Lines of data:
-- begin --

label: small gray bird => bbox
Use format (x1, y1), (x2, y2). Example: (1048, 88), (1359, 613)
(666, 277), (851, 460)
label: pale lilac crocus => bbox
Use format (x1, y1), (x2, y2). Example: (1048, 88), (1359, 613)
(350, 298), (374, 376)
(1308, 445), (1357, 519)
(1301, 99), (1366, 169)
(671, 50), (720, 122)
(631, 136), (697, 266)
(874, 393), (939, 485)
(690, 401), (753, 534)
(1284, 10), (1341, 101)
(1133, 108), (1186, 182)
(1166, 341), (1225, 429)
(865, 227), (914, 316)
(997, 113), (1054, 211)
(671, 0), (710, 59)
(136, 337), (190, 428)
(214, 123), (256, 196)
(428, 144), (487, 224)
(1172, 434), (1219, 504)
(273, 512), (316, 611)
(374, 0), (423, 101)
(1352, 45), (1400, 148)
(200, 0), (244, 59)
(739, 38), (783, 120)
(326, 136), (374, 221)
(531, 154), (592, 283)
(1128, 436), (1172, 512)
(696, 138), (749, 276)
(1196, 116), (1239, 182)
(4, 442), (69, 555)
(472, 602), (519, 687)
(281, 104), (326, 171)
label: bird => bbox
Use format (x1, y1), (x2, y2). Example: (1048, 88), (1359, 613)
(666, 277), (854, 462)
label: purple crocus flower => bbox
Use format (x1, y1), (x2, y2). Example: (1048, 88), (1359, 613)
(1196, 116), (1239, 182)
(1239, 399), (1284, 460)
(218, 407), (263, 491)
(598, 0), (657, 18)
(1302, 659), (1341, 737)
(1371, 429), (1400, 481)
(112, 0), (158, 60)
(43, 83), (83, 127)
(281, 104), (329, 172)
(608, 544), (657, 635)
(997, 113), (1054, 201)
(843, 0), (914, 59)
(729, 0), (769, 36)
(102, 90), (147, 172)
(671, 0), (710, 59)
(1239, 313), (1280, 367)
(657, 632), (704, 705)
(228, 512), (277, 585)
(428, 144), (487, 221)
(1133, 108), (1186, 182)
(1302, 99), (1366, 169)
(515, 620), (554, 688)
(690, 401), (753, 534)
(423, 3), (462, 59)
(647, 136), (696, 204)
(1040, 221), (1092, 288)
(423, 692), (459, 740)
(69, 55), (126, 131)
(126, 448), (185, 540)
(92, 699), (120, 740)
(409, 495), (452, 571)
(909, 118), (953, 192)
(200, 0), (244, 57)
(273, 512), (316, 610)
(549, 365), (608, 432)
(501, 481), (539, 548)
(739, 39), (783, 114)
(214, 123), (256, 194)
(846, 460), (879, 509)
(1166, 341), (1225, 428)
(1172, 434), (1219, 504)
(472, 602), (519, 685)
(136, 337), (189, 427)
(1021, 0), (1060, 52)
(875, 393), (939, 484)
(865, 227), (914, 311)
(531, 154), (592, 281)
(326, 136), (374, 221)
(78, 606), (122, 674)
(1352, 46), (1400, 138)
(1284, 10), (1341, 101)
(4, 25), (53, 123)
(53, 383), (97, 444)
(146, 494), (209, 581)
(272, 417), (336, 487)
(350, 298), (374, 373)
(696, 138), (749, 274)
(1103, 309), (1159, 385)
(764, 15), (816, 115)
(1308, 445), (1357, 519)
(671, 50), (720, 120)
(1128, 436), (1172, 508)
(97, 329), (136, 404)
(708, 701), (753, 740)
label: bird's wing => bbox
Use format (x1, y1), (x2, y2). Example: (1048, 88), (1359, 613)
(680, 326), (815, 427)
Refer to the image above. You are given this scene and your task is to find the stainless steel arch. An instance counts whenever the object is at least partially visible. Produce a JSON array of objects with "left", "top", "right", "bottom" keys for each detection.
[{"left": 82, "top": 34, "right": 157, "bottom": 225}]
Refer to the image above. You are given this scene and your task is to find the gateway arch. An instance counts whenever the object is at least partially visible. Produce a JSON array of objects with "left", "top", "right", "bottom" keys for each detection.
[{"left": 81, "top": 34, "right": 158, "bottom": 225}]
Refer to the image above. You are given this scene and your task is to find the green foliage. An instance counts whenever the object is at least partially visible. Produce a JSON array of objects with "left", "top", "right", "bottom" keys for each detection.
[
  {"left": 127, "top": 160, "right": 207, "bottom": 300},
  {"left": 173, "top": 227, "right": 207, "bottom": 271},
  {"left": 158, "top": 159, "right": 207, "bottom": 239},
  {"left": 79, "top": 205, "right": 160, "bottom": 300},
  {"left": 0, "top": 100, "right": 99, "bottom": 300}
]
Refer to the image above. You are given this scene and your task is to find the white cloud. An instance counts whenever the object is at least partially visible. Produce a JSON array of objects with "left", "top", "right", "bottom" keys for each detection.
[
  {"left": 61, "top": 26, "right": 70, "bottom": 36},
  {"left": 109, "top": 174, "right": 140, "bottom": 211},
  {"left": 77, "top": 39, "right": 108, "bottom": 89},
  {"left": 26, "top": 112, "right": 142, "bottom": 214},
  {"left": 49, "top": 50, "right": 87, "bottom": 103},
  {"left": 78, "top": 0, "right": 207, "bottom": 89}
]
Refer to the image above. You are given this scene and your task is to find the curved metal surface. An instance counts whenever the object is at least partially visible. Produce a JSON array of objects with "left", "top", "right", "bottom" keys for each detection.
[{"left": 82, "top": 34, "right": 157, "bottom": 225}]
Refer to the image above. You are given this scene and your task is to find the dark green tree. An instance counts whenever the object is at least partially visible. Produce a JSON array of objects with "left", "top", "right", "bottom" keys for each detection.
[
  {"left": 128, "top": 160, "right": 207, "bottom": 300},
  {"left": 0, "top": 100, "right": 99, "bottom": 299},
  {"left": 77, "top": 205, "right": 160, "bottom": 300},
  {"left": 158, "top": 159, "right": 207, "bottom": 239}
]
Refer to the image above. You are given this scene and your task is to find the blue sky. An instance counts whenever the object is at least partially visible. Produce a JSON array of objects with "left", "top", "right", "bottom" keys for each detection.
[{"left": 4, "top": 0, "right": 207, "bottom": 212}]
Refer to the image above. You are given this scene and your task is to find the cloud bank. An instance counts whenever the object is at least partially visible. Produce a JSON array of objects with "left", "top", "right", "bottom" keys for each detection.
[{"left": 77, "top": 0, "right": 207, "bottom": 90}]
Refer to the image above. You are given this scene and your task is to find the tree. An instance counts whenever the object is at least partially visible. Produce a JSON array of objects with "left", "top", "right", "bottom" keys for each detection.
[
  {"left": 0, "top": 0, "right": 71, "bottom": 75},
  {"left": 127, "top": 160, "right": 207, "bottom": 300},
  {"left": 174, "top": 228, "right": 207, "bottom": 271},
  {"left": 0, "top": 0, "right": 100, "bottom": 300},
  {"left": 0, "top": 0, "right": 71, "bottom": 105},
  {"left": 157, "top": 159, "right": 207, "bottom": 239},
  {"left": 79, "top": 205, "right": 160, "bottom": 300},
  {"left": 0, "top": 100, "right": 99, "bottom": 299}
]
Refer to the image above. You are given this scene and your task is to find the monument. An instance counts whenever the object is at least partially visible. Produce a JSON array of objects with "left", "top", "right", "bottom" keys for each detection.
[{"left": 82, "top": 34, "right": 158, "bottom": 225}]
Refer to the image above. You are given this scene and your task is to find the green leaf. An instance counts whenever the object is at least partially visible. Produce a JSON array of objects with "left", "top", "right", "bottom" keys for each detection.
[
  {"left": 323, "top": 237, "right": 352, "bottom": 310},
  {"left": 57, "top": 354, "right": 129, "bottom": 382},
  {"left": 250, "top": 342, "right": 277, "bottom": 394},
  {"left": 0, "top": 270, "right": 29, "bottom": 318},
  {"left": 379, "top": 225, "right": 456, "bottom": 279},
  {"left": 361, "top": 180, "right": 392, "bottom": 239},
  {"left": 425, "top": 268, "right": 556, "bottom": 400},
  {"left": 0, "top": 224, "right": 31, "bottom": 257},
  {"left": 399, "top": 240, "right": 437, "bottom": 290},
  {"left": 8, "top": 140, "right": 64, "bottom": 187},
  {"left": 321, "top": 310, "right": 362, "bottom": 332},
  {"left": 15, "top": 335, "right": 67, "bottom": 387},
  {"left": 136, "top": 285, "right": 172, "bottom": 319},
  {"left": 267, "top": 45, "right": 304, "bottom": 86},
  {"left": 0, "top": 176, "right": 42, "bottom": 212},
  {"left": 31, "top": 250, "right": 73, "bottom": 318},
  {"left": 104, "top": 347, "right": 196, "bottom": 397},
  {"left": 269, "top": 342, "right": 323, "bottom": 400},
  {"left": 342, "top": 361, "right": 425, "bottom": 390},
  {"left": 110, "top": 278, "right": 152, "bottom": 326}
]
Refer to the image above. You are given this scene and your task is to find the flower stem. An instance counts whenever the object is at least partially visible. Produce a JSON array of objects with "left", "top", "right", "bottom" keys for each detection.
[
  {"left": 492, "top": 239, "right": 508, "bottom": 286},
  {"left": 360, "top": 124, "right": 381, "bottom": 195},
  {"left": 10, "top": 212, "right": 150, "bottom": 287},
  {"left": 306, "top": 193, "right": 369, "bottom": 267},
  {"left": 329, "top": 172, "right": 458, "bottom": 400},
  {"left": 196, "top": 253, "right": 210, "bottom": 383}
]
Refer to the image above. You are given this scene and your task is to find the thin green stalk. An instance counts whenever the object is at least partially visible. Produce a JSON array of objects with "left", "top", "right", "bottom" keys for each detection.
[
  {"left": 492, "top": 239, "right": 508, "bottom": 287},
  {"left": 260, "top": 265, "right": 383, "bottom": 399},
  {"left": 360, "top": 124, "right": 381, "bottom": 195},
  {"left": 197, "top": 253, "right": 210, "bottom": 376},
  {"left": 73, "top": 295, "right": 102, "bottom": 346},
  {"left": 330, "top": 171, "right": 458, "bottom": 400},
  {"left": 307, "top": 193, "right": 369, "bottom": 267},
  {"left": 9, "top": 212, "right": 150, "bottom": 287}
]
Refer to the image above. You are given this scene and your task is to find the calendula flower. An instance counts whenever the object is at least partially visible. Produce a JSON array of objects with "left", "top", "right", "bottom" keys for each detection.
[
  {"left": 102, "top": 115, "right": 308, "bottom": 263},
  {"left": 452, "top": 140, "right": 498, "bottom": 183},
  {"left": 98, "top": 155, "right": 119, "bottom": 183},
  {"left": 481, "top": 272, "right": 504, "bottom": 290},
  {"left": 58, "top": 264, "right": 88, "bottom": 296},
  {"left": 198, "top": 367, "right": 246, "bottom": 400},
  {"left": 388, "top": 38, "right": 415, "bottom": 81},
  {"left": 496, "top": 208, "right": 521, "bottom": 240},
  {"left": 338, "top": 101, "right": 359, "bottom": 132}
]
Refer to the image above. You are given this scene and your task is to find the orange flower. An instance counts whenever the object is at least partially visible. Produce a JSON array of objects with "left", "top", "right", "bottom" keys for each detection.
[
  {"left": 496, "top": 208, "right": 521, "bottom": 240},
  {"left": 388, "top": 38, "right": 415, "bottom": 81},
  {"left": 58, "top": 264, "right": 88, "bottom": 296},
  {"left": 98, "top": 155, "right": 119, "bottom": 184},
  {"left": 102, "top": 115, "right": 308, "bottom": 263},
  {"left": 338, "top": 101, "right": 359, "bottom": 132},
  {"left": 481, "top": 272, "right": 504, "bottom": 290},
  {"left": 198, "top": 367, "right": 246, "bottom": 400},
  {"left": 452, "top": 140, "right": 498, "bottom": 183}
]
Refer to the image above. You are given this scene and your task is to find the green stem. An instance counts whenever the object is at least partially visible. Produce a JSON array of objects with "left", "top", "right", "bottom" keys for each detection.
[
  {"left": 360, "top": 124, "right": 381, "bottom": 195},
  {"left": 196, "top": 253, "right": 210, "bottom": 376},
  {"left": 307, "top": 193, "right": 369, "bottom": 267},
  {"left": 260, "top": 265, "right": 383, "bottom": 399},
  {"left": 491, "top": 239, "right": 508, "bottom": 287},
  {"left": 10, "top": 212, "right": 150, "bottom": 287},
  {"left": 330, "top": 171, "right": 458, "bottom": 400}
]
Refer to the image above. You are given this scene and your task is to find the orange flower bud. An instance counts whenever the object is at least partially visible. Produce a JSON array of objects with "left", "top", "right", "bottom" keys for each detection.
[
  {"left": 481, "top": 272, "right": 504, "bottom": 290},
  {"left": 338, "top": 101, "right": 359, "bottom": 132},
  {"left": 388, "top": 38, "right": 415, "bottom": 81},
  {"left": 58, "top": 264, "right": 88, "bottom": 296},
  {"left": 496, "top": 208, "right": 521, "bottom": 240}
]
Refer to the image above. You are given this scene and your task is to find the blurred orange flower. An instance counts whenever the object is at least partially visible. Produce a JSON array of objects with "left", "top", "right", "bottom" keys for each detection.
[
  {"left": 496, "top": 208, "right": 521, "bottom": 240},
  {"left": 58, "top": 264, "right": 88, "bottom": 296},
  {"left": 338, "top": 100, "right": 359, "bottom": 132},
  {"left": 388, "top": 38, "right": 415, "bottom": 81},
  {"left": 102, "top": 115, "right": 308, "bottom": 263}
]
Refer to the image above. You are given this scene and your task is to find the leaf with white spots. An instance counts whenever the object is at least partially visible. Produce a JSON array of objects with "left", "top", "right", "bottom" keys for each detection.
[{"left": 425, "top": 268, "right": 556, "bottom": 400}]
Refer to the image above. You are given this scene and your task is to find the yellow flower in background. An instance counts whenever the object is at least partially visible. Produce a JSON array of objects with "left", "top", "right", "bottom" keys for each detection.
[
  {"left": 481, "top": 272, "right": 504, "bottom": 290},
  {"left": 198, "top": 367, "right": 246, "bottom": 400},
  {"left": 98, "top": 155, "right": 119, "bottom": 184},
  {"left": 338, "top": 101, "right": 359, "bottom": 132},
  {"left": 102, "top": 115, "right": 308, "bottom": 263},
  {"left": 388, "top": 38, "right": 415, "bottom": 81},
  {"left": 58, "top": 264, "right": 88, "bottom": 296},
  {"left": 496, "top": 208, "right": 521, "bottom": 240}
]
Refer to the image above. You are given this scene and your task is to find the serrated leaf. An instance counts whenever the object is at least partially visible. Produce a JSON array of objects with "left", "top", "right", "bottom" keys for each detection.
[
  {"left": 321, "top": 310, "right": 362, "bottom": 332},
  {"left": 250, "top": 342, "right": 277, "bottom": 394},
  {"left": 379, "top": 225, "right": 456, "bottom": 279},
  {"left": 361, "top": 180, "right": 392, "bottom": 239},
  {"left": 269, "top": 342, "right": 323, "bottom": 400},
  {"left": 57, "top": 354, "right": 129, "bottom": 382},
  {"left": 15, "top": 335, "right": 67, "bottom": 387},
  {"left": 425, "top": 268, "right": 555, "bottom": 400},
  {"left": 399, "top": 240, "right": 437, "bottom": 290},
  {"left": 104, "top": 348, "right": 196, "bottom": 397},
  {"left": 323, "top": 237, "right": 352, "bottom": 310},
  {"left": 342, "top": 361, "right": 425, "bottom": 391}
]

-- end --

STATED GOAL:
Return every row above that contains the string "label", copying each one in full. The match is case-sensitive.

EXERCISE OUTPUT:
label: small gray bird => bbox
label: pale lilac crocus => bbox
label: bird => bbox
label: purple crocus flower => bbox
label: bird's wing => bbox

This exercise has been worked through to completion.